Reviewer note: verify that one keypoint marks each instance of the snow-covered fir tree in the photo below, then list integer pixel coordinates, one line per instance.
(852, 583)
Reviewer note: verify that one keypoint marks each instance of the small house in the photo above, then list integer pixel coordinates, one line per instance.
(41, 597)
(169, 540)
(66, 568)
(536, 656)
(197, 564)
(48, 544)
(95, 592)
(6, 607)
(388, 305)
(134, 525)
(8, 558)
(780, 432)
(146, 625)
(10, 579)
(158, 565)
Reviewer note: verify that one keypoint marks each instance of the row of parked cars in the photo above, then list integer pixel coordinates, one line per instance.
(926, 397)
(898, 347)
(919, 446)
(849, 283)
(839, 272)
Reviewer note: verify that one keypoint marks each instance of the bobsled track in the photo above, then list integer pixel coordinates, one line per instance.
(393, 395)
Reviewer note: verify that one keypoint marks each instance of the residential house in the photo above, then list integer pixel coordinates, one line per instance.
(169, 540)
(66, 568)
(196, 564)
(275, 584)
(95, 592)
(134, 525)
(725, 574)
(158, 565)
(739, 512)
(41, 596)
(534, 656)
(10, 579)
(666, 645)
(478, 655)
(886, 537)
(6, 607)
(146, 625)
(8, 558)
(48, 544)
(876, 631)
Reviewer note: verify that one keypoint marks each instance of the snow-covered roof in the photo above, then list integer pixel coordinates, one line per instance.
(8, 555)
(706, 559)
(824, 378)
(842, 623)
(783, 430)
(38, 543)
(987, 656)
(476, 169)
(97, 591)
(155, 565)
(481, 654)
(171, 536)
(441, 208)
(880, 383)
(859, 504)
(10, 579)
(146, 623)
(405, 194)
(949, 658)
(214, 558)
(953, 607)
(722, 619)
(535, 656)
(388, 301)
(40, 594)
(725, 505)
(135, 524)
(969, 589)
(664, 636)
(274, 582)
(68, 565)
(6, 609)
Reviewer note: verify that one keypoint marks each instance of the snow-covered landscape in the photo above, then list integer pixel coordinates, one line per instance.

··········

**Aim of the exercise**:
Exact retyping of every entry is required.

**Task solution**:
Reviewer note: verify that one keypoint marks each instance of the snow-covered fir tree in the photo below, then list integer pixel coordinates, one line per instance.
(852, 583)
Reviewer note: verify that one keypoint marks each instance of the small house in the photo above, then list integer pixel coordinates, one line per instance.
(41, 597)
(169, 540)
(66, 568)
(536, 656)
(197, 564)
(48, 544)
(95, 592)
(6, 607)
(388, 305)
(134, 525)
(8, 558)
(780, 432)
(146, 625)
(10, 579)
(158, 565)
Reviewer note: verify that one keypoint marks each instance of the row of parked cars in the photo above, then list integer pixel coordinates, one line per instance.
(926, 397)
(898, 347)
(919, 446)
(849, 283)
(839, 272)
Reviewer note: verify that one keypoint marks each instance of the bobsled track in the photo above, then list integer pixel coordinates, one line per instance.
(393, 395)
Reviewer note: verify that one keypoint marks each instance of the residential house in the photo above, then list integer pixel coordinates, one line per instance.
(169, 540)
(66, 568)
(196, 564)
(275, 584)
(95, 592)
(134, 525)
(725, 574)
(158, 565)
(739, 512)
(41, 596)
(534, 656)
(10, 579)
(666, 645)
(478, 655)
(886, 537)
(6, 607)
(146, 625)
(8, 558)
(48, 544)
(876, 631)
Reviewer note: verify that one keypoint marks each instance of the snow-covered roof in the photo above, then list integer pixel coordinates, one line per instance.
(8, 555)
(706, 559)
(824, 378)
(842, 623)
(783, 430)
(38, 543)
(987, 656)
(476, 169)
(97, 591)
(155, 565)
(481, 654)
(171, 536)
(441, 208)
(880, 383)
(859, 504)
(10, 579)
(146, 623)
(405, 194)
(949, 658)
(214, 558)
(953, 607)
(722, 619)
(535, 656)
(388, 301)
(40, 594)
(725, 505)
(135, 524)
(969, 589)
(664, 636)
(274, 582)
(68, 565)
(6, 609)
Reviewer note: verify that one keypoint marks each instance of the snow-covered landscape in the photo above, then list integer pixel coordinates, one line per instance.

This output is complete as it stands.